**EXERCISE OBJECTIVE:** Retype the entire article below on states' budget troubles during the pandemic, word for word.

**SELECTED TEXT:**
◇ ◇ ◇ ◇

Spending cuts to schools, childhood vaccinations and job-training programs. New taxes on millionaires, cigarettes and legalized marijuana. Borrowing, drawing from rainy day funds and reducing government workers’ pay.

These are some actions states are considering to shore up their finances amid a sharp drop in tax revenue caused by the economic fallout from the COVID-19 pandemic.

With Congress deadlocked for months on a new coronavirus relief package, many states haven’t had the luxury of waiting to see whether more money is on the way. Some that have delayed budget decisions are growing frustrated by the uncertainty.

As the U.S. Senate returns to session Tuesday, some governors and state lawmakers are again urging action on proposals that could provide hundreds of billions of additional dollars to states and local governments.

“There is a lot at stake in the next federal stimulus package and, if it’s done wrong, I think it could be catastrophic for California,” said Assemblyman Phil Ting, a Democrat from San Francisco and chairman of the Assembly Budget Committee.

The budget that Democratic Gov. Gavin Newsom signed in June includes $11.1 billion in automatic spending cuts and deferrals that will kick in Oct. 15, unless Congress sends the state $14 billion in additional aid. California’s public schools, colleges, universities and state workers’ salaries all stand to be hit.

In Michigan, schools are grappling with uncertainty as they begin classes because the state lacks a budget for the fiscal year that starts Oct. 1.

Ryan McLeod, superintendent of the Eastpointe school district near Detroit, said it is trying to reopen with in-person instruction, “but the costs are tremendous” to provide a safe environment for students.

“The only answer, really, is to have federal assistance,” McLeod said.

◇ ◇ ◇ ◇

**Data excerpts:**
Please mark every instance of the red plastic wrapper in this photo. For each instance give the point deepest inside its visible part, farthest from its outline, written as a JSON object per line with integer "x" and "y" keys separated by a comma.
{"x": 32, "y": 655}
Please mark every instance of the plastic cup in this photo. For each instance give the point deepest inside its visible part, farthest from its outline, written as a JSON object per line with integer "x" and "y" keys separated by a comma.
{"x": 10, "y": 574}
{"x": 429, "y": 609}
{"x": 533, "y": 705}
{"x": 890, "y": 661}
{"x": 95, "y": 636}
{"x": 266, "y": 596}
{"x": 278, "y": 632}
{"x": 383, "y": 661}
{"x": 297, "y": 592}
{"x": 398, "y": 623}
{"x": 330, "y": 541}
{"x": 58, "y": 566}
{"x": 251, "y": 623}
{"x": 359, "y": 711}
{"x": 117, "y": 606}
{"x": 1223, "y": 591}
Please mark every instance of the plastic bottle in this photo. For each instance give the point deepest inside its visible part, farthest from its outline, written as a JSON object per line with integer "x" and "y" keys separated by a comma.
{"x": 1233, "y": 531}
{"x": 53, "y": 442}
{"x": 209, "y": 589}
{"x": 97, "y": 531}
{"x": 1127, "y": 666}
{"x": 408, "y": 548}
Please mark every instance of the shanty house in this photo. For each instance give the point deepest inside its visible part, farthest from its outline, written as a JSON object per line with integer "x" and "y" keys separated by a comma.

◇ ◇ ◇ ◇

**WRITTEN REPLY:**
Spending cuts to schools, childhood vaccinations and job-training programs. New taxes on millionaires, cigarettes and legalized marijuana. Borrowing, drawing from rainy day funds and reducing government workers’ pay.

These are some actions states are considering to shore up their finances amid a sharp drop in tax revenue caused by the economic fallout from the COVID-19 pandemic.

With Congress deadlocked for months on a new coronavirus relief package, many states haven’t had the luxury of waiting to see whether more money is on the way. Some that have delayed budget decisions are growing frustrated by the uncertainty.

As the U.S. Senate returns to session Tuesday, some governors and state lawmakers are again urging action on proposals that could provide hundreds of billions of additional dollars to states and local governments.

“There is a lot at stake in the next federal stimulus package and, if it’s done wrong, I think it could be catastrophic for California,” said Assemblyman Phil Ting, a Democrat from San Francisco and chairman of the Assembly Budget Committee.

The budget that Democratic Gov. Gavin Newsom signed in June includes $11.1 billion in automatic spending cuts and deferrals that will kick in Oct. 15, unless Congress sends the state $14 billion in additional aid. California’s public schools, colleges, universities and state workers’ salaries all stand to be hit.

In Michigan, schools are grappling with uncertainty as they begin classes because the state lacks a budget for the fiscal year that starts Oct. 1.

Ryan McLeod, superintendent of the Eastpointe school district near Detroit, said it is trying to reopen with in-person instruction, “but the costs are tremendous” to provide a safe environment for students.

“The only answer, really, is to have federal assistance,” McLeod said.